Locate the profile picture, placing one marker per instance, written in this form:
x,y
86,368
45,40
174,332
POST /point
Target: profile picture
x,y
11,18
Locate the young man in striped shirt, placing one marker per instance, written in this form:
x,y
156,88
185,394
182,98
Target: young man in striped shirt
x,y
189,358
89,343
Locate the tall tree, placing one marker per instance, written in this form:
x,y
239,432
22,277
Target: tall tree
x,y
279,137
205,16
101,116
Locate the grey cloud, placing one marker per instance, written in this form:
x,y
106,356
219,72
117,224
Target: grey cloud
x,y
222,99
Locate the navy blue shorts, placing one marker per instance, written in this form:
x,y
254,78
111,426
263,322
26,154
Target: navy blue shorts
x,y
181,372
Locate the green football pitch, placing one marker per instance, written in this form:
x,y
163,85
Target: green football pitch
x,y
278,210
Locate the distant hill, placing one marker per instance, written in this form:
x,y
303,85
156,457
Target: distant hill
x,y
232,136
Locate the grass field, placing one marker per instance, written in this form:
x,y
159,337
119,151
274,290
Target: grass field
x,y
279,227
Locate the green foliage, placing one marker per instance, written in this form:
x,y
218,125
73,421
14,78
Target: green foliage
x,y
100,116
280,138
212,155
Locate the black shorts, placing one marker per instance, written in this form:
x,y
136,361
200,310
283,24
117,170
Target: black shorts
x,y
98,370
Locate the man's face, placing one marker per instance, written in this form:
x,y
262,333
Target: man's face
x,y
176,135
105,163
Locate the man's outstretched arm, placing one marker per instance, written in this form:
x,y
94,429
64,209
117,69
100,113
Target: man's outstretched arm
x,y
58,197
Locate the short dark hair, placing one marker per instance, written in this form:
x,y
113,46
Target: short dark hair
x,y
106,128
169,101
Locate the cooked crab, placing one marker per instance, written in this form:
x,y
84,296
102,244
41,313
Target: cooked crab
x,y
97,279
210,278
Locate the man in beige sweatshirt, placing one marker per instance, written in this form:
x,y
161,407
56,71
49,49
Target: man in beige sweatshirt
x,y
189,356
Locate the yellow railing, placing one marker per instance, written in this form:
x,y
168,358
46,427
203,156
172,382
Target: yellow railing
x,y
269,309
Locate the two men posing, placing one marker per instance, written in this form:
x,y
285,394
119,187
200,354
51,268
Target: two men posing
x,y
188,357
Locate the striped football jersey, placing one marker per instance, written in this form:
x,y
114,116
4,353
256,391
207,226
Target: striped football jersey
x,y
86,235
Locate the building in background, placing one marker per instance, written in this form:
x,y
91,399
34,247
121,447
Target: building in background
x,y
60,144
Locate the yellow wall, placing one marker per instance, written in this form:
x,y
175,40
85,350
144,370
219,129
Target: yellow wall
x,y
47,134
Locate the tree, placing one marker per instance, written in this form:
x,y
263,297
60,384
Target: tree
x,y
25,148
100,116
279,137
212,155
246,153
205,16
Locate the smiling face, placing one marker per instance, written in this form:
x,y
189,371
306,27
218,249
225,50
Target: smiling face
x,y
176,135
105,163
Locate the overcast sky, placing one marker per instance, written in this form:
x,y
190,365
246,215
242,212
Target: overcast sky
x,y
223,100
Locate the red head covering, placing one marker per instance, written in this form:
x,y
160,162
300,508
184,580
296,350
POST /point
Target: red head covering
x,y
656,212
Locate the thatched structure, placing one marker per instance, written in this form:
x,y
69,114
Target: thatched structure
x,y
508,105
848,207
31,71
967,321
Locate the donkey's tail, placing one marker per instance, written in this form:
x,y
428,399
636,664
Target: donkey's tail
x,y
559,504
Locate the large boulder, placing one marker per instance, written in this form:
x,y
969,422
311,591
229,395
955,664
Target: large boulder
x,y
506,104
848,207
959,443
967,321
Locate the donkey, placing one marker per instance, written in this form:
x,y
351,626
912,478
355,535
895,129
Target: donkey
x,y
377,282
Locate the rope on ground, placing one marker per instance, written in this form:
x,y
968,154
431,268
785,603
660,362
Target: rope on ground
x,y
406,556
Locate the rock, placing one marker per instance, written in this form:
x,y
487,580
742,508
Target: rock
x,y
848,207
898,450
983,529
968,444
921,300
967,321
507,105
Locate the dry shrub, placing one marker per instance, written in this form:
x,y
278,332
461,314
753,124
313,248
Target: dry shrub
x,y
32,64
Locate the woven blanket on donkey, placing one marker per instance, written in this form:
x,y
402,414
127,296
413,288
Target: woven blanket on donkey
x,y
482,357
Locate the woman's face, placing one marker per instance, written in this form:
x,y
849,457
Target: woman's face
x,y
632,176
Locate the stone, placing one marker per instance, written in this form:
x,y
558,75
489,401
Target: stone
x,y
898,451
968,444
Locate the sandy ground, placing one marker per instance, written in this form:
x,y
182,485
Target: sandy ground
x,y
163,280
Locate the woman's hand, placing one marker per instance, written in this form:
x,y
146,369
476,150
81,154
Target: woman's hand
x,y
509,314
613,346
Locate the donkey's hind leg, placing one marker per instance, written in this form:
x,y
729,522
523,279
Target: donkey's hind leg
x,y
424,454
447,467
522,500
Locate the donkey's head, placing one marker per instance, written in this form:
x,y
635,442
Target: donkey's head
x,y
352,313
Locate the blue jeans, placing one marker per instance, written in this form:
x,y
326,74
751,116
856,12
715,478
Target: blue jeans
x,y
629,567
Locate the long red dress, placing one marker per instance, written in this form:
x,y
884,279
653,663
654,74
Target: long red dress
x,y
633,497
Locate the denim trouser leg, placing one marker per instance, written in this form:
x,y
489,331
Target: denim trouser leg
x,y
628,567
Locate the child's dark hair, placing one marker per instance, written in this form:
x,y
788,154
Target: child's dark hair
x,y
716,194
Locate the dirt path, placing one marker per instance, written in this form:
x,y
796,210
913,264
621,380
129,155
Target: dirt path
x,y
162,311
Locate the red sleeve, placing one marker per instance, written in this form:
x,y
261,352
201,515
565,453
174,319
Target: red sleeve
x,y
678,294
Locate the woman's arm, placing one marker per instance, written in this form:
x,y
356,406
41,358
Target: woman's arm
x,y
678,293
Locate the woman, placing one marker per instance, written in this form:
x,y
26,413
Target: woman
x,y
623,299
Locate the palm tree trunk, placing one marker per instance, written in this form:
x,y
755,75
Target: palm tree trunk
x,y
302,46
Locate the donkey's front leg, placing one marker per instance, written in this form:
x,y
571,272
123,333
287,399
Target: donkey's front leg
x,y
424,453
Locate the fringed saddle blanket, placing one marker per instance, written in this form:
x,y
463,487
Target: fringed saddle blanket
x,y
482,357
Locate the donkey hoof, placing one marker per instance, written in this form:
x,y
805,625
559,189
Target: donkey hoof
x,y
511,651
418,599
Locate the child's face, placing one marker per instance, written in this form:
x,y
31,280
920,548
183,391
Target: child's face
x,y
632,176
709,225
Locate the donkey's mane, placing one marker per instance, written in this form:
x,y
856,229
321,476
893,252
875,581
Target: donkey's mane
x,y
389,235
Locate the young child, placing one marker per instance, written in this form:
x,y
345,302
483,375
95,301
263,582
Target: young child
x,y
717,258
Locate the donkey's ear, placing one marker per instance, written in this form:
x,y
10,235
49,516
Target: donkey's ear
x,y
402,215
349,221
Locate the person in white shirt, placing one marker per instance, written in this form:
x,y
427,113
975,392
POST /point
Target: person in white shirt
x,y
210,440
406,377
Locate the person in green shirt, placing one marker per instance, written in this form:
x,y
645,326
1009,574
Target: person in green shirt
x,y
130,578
▬▬▬▬▬▬▬▬▬▬
### Exercise objective
Return each entry from the material above exactly as it appears.

### Answer to the problem
Locate the profile picture, placing one marker per instance, written in this form:
x,y
86,368
45,40
174,332
POST /point
Target: profile picture
x,y
11,18
Locate the young man in striped shirt, placing one marker per instance, written in this form:
x,y
156,88
185,394
182,98
Target: young man in striped shirt
x,y
189,358
89,343
Locate the tall tree, placing one marker per instance, written in this form:
x,y
239,432
22,277
Target: tall tree
x,y
279,137
205,16
101,116
Locate the grey cloud, placing one marker per instance, written in this form:
x,y
106,356
219,72
117,224
Target: grey cloud
x,y
222,99
Locate the navy blue shorts, placing one marker per instance, written in this form:
x,y
254,78
111,426
263,322
26,154
Target: navy blue shorts
x,y
181,372
Locate the green football pitch, placing one marker per instance, written in this form:
x,y
163,85
Target: green football pitch
x,y
278,210
Locate the distant hill, placing one marker per instance, written in this form:
x,y
303,85
156,457
Target: distant hill
x,y
232,136
Locate the grass field, placing one marker per instance, written in this form:
x,y
159,337
119,151
274,290
Target: grass field
x,y
279,227
Locate the green foliage, placing one marker per instance, written in this form:
x,y
218,125
73,421
14,78
Target: green foliage
x,y
100,116
280,138
212,155
Locate the black shorts, placing one marker per instance, written in this form:
x,y
136,361
200,310
283,24
117,170
Target: black shorts
x,y
98,370
Locate the man's face, placing one marker per instance, written in this form:
x,y
262,333
Target: man's face
x,y
176,135
105,163
Locate the man's outstretched arm, placing one marker per instance, written in this form:
x,y
94,429
64,209
117,69
100,113
Target: man's outstretched arm
x,y
58,197
Locate the short dark hair, placing one marker per instance, written in this form:
x,y
113,46
Target: short dark hair
x,y
106,128
169,101
Locate the cooked crab, placing one marker per instance, written in this form:
x,y
84,296
102,244
41,313
Target: cooked crab
x,y
97,279
210,278
Locate the man in beige sweatshirt, placing one marker per instance, written in this form:
x,y
161,407
56,71
49,49
Target: man in beige sweatshirt
x,y
189,356
Locate the yellow railing, placing one marker per instance, written in this form:
x,y
168,358
46,427
203,156
172,382
Target: yellow railing
x,y
269,309
Locate the two men posing, placing one marker per instance, written in this form:
x,y
285,394
119,187
200,354
51,268
Target: two men posing
x,y
188,357
Locate the striped football jersey, placing one marker per instance, written in this form:
x,y
114,116
4,353
256,391
207,226
Target: striped football jersey
x,y
86,235
Locate the building in background, placing one marker per instance, written in this form:
x,y
91,399
34,247
121,447
Target: building in background
x,y
60,144
Locate the yellow wall, placing one marker per instance, written in this form:
x,y
175,40
85,350
144,370
219,129
Target: yellow wall
x,y
47,134
Locate the tree, placing one marker per instance, written in this form:
x,y
263,297
60,384
Target: tree
x,y
25,148
100,116
279,137
212,155
246,153
205,16
Locate the smiling face, placing one marker per instance, written in this form:
x,y
189,371
306,27
218,249
225,50
Target: smiling face
x,y
176,135
105,163
Locate the overcast sky, placing one marker per instance, written in this form:
x,y
190,365
246,215
242,212
Target: overcast sky
x,y
223,100
Locate the red head covering, placing one marker per instance, written in this form:
x,y
160,162
300,508
184,580
296,350
POST /point
Target: red head covering
x,y
656,212
Locate the thatched structure, placing one marker per instance, written in this form:
x,y
69,114
Target: thatched structure
x,y
508,105
848,207
31,71
967,321
Locate the donkey's tail, placing one marker per instance, written in this form:
x,y
428,399
636,664
Target: donkey's tail
x,y
559,504
Locate the large boulder, placing one marker per instance, written in this form:
x,y
969,422
311,591
229,395
955,664
Target: large boulder
x,y
506,104
848,207
959,443
967,321
Locate the donkey, placing one marker per instance, written in this form:
x,y
351,626
912,478
355,535
895,129
Target: donkey
x,y
377,282
Locate the rope on ground, placing one marker per instance, written in this form:
x,y
968,154
431,268
785,603
660,362
Target: rope on ground
x,y
406,556
Locate the rock, placing one marker per instance, written in this form:
x,y
487,580
742,508
Target: rock
x,y
848,207
898,450
983,529
968,444
921,300
967,321
507,105
Locate the dry shrub, placing one marker per instance, written in this form:
x,y
278,332
461,314
753,124
313,248
Target: dry shrub
x,y
32,64
Locate the woven blanket on donkey, placing one marker per instance, written in this form:
x,y
402,414
127,296
413,288
Target: woven blanket on donkey
x,y
482,357
Locate the woman's face, placing one marker per instance, written in this form:
x,y
849,457
Target: woman's face
x,y
632,176
Locate the stone, placing one marker per instance, written in this form:
x,y
558,75
489,401
Target: stone
x,y
898,451
968,444
Locate the sandy ground, placing one marker per instance, written in this form:
x,y
182,485
Target: sandy ground
x,y
163,280
Locate the woman's hand, placing one marker per instance, written in this form:
x,y
146,369
476,150
81,154
Target: woman's hand
x,y
509,314
613,346
Locate the donkey's hind leg, placing one marker per instance, written in this form:
x,y
729,522
523,279
Target: donkey's hind leg
x,y
424,454
447,467
522,500
Locate the donkey's head, placing one marker per instance, written in this form:
x,y
635,442
Target: donkey's head
x,y
352,313
Locate the blue jeans, placing one marker per instance, written in this form:
x,y
326,74
751,116
856,12
715,478
Target: blue jeans
x,y
629,567
Locate the long red dress, placing one marker per instance, written in this form:
x,y
884,279
653,663
654,74
Target: long red dress
x,y
633,497
Locate the denim trouser leg, placing one marker per instance, written in this form:
x,y
489,331
Target: denim trouser leg
x,y
628,567
Locate the child's dark hair, placing one marker per instance, written in this form:
x,y
788,154
Target: child's dark hair
x,y
716,194
Locate the dirt path, placing one marker per instance, written in this form:
x,y
796,210
913,264
621,380
129,155
Target: dirt path
x,y
162,311
Locate the red sleeve, placing one marker per instance, written in this form:
x,y
261,352
201,515
565,453
174,319
Target: red sleeve
x,y
678,294
Locate the woman's arm, placing one marker per instance, written in this form:
x,y
356,406
41,358
Target: woman's arm
x,y
678,293
Locate the woman, placing one marker per instance, written in this form:
x,y
26,413
Target: woman
x,y
623,299
Locate the palm tree trunk, placing one marker per instance, written in this form:
x,y
755,75
Target: palm tree trunk
x,y
302,46
Locate the donkey's front leg, placing one marker per instance, written in this form:
x,y
571,272
123,333
287,399
Target: donkey's front leg
x,y
424,453
Locate the fringed saddle blanket, placing one marker per instance, written in this form:
x,y
463,487
Target: fringed saddle blanket
x,y
482,357
Locate the donkey hoof, placing one marker per instance, written in this form:
x,y
805,625
559,189
Target: donkey hoof
x,y
511,651
418,599
Locate the child's face, placing one marker per instance, written in this form:
x,y
31,280
920,548
183,391
Target: child's face
x,y
632,176
709,225
Locate the donkey's mane, placing one marker per instance, written in this form:
x,y
856,229
321,476
893,252
875,581
Target: donkey's mane
x,y
389,235
Locate the young child, placing one marker per instance, written in this form:
x,y
345,302
483,375
95,301
263,582
Target: young child
x,y
717,258
Locate the donkey's ear, placing one marker per instance, written in this form:
x,y
10,235
49,516
Target: donkey's ear
x,y
402,215
349,221
Locate the person in white shirt, placing one marker per instance, written in this form:
x,y
427,113
975,392
POST /point
Target: person in white shirt
x,y
210,440
406,377
Locate the person in green shirt, placing one marker per instance, written in this form:
x,y
645,326
1009,574
Target: person in green shirt
x,y
130,578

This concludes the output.